We now prove the convergence part of the theorem. From (7.5) we get that p _n → φ pointwise. Moreover, from (7.6) and from the inequality f ≤ 2φ we get, by using Lebesgue’s dominated convergence theorem, that f ∗ p _n → f ∗ φ. In order to show that $\int f \ast p_n \log f \ast p_n \to \int f \ast \varphi \log f \ast \varphi $ it is enough to bound $ f \ast p_n |\log f \ast p_n|$ by some integrable function m ₀ independent of n and use Lebesgue’s dominated convergence theorem. To this end we observe that by (7.6) we have

$$\displaystyle \begin{aligned} (f \ast p_n)(x) \leq 2 (\varphi \ast p_n)(x) \leq \frac{2 C_1}{\sqrt{2\pi}} \int e^{-t^2/2} e^{-(x-t)^2/64} \mathrm{d} t \leq 2C_1 e^{- x^2/66}. \end{aligned} $$

(7.8)

Moreover, by (7.7)

$$\displaystyle \begin{aligned} (f \ast p_n)(x) \geq \frac 12 (\varphi \ast p_n)(x) \geq \frac{1}{20} \int_{-1}^1 \varphi(x-t) \mathrm{d} t \geq \frac{1}{10} \varphi(|x|+1). \end{aligned} $$

(7.9)

Combining (7.8) with (7.9) we get

$$\displaystyle \begin{aligned} |\log (f \ast p_n)(x)| \leq \max\left\{ |\log 2C_1|, \frac{1}{10}|\log \varphi(|x|+1)| \right\} \leq C_2(1+x^2). \end{aligned} $$

(7.10)

From (7.10) and (7.8) we see that the function $m_0(x) = 2C_1C_2 e^{-x^2/66}(1+x^2) $ is the required majorant.

━━━━

Activity A>
Decide whether each statement agrees with the convergence proof. For each, answer yes or no and quote the deciding words of the proof exactly.
(i) Lebesgue’s dominated convergence theorem is used to get f ∗ p_n → f ∗ φ.
(ii) The lower bound on (f ∗ p_n)(x) is derived from (7.6).
(iii) The required majorant m₀ is found from (7.10) and (7.8).
Activity B>
Set down, without any change, everything in the convergence proof from "We now prove" down to "Moreover, by (7.7)".

━━━━

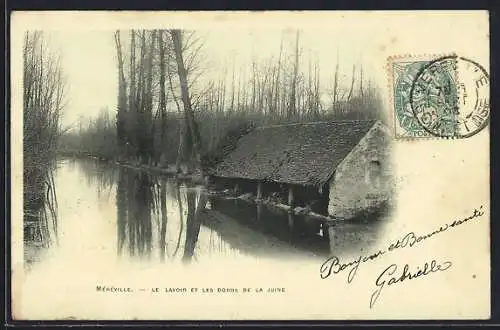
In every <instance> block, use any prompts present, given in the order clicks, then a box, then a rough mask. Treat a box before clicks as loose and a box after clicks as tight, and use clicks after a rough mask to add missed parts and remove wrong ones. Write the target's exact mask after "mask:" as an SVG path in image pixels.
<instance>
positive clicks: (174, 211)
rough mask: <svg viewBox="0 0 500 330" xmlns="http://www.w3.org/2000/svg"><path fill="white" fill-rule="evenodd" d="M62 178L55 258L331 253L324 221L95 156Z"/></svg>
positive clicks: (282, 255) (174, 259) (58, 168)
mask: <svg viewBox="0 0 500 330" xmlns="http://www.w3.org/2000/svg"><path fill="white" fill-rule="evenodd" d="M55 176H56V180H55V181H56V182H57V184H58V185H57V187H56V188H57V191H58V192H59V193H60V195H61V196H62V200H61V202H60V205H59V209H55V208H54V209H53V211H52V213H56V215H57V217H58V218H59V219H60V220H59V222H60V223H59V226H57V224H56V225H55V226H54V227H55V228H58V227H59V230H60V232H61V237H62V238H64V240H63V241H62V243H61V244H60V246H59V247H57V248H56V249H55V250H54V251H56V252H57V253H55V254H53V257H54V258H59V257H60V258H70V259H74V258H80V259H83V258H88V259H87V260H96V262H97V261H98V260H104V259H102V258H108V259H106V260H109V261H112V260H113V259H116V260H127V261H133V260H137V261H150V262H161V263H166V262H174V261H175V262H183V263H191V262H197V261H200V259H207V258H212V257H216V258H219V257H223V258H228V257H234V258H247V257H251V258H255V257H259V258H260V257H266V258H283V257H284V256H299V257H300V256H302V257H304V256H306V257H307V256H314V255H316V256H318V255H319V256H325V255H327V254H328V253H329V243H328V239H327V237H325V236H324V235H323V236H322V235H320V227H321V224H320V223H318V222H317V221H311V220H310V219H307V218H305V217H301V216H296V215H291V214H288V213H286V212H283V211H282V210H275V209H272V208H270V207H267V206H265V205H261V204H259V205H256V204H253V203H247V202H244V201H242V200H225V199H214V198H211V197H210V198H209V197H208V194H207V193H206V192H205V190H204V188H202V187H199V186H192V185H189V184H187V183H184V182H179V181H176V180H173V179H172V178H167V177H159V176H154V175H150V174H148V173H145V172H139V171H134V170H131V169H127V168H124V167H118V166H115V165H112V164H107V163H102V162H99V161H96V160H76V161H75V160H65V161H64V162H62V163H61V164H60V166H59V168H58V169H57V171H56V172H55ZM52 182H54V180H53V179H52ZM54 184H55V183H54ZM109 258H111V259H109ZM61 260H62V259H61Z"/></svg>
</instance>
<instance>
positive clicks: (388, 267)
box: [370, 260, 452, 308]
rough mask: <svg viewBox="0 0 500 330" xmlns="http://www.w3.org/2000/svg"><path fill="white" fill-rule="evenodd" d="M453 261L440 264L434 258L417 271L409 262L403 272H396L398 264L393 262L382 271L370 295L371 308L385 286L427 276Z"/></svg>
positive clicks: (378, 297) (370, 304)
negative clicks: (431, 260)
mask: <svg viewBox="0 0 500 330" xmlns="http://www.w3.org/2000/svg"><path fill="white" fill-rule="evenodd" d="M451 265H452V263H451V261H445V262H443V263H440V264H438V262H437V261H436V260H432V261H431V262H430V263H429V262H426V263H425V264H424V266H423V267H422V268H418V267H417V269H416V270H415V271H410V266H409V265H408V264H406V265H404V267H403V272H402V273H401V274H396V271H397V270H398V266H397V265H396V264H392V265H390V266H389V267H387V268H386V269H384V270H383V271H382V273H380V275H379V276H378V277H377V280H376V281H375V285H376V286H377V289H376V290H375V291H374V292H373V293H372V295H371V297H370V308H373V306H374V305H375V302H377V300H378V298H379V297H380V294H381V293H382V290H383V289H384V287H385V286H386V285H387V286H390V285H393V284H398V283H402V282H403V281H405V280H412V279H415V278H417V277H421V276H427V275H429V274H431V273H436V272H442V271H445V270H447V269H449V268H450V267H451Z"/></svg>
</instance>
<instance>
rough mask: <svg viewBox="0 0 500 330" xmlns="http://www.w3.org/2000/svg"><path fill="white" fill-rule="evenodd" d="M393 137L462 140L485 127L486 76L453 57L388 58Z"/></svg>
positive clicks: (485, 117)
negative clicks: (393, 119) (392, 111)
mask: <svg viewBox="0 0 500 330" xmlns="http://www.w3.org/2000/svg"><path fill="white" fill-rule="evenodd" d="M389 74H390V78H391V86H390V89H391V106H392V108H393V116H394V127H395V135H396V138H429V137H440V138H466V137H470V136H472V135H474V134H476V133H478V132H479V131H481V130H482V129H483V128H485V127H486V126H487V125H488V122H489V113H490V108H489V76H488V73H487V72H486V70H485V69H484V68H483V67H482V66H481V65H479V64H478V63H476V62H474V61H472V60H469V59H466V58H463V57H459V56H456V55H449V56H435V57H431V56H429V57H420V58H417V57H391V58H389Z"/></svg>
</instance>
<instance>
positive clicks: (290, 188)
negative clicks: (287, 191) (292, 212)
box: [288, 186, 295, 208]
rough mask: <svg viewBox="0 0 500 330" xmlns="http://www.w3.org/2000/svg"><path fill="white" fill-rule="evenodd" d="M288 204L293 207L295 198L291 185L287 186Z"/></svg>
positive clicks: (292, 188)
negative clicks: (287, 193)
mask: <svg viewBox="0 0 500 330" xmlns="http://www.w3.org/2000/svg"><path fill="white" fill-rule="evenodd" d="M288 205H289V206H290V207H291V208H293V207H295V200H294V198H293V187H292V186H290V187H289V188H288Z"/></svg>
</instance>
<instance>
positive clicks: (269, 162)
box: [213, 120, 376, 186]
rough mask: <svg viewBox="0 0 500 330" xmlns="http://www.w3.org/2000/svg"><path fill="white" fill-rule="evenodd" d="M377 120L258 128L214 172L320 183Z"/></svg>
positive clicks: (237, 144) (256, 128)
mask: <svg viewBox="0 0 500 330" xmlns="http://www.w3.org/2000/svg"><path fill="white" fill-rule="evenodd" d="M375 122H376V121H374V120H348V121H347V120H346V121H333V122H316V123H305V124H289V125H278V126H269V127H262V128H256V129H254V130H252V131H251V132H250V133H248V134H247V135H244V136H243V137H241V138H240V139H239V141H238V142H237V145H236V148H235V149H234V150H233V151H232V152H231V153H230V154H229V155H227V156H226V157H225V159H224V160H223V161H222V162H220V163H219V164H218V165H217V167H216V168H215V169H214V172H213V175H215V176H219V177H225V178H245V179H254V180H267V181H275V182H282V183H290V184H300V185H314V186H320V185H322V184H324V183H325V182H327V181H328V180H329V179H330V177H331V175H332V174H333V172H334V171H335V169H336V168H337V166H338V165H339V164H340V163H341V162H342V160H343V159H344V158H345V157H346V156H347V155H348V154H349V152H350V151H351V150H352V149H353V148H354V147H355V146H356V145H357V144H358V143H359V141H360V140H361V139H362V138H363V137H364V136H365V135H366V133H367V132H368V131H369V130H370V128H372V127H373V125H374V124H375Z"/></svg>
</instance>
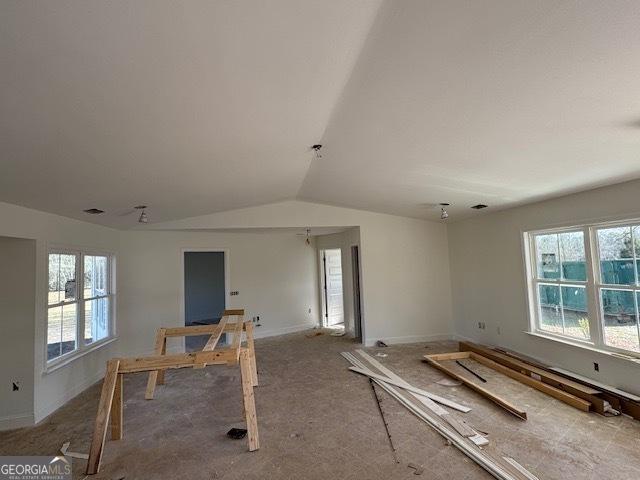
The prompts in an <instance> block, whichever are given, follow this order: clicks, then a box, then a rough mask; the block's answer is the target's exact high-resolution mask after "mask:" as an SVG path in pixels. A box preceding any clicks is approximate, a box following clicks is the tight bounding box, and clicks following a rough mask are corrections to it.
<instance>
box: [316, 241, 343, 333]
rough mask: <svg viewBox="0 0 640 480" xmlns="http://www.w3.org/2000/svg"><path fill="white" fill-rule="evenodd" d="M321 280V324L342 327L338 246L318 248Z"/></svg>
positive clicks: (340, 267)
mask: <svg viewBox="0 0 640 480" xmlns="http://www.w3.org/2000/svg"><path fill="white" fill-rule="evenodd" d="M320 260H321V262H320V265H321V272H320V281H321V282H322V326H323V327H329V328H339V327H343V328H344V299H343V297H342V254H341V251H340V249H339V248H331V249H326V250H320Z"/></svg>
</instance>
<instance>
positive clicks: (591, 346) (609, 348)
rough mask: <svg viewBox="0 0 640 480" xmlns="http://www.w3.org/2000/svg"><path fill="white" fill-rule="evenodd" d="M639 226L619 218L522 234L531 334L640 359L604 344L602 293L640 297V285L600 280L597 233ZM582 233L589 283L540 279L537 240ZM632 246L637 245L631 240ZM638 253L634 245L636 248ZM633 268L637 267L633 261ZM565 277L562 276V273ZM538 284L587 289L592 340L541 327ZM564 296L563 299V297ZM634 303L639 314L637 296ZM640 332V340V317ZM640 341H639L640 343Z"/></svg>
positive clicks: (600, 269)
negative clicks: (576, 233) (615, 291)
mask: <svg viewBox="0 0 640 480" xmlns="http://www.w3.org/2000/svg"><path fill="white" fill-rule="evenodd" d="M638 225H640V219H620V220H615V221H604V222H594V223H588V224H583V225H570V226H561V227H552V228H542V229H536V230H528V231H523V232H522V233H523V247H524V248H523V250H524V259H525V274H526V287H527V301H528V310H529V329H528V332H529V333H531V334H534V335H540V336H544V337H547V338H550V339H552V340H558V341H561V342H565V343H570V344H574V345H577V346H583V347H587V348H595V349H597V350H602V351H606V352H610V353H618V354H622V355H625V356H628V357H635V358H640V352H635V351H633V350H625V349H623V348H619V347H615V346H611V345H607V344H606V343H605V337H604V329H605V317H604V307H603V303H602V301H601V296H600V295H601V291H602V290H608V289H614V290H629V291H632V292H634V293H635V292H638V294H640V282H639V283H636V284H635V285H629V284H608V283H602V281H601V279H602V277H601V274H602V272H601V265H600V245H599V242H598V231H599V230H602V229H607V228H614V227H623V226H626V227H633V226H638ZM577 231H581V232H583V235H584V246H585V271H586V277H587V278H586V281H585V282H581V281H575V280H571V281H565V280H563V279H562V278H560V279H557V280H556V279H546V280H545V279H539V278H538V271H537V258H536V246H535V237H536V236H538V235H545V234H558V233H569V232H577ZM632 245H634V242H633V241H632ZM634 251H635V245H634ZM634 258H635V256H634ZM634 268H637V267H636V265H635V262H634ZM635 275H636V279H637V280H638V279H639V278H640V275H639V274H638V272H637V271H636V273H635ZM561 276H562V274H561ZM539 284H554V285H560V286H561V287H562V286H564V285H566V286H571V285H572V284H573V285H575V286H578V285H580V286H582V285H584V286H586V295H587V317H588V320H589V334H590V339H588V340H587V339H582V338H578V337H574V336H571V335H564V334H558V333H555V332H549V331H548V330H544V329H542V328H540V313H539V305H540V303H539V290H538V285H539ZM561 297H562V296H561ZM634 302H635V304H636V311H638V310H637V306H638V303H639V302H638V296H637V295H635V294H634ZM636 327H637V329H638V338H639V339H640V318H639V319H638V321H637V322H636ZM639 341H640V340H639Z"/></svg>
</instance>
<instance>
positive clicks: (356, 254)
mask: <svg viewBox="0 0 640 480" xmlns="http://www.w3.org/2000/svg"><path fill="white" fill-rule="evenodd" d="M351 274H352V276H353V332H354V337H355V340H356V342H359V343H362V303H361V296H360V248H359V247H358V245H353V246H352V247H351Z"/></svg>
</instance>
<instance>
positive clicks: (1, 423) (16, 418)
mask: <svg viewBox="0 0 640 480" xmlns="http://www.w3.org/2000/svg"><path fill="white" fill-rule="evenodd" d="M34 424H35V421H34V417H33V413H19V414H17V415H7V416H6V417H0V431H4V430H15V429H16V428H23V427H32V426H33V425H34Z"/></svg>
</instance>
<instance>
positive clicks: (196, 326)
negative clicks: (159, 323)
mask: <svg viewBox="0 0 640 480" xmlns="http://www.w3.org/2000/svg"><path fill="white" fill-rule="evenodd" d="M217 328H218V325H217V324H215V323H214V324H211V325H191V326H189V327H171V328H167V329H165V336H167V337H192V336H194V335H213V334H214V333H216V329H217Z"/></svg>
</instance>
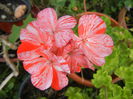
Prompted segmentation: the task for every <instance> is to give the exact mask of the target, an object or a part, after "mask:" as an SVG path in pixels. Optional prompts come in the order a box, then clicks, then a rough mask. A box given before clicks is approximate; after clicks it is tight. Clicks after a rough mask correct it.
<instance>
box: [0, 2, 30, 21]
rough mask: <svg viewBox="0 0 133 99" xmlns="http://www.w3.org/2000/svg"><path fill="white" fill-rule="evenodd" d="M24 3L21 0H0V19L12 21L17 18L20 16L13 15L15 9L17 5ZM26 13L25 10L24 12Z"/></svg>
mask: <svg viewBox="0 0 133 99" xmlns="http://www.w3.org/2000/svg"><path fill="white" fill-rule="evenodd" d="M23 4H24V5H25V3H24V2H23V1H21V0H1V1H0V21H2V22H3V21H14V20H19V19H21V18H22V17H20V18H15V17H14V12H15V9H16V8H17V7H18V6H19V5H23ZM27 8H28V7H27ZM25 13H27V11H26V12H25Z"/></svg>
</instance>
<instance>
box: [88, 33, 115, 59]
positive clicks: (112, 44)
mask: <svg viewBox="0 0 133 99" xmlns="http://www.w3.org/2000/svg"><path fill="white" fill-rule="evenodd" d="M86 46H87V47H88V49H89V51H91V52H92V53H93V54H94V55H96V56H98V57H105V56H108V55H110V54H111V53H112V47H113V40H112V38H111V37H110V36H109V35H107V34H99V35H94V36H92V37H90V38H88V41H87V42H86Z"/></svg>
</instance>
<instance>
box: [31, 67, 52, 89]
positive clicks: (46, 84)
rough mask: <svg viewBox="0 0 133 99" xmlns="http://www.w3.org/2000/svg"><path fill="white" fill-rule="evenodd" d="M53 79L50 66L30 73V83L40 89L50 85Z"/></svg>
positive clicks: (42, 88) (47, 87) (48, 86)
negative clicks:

━━━━

Your solution A>
(i) Yes: "we get, by using Lebesgue’s dominated convergence theorem, that f ∗ p _n → f ∗ φ"
(ii) No: "Moreover, by (7.7)"
(iii) Yes: "From (7.10) and (7.8) we see that the function"

Your solution B>
We now prove the convergence part of the theorem. From (7.5) we get that p _n → φ pointwise. Moreover, from (7.6) and from the inequality f ≤ 2φ we get, by using Lebesgue’s dominated convergence theorem, that f ∗ p _n → f ∗ φ. In order to show that $\int f \ast p_n \log f \ast p_n \to \int f \ast \varphi \log f \ast \varphi $ it is enough to bound $ f \ast p_n |\log f \ast p_n|$ by some integrable function m ₀ independent of n and use Lebesgue’s dominated convergence theorem. To this end we observe that by (7.6) we have

$$\displaystyle \begin{aligned} (f \ast p_n)(x) \leq 2 (\varphi \ast p_n)(x) \leq \frac{2 C_1}{\sqrt{2\pi}} \int e^{-t^2/2} e^{-(x-t)^2/64} \mathrm{d} t \leq 2C_1 e^{- x^2/66}. \end{aligned} $$

(7.8)

Moreover, by (7.7)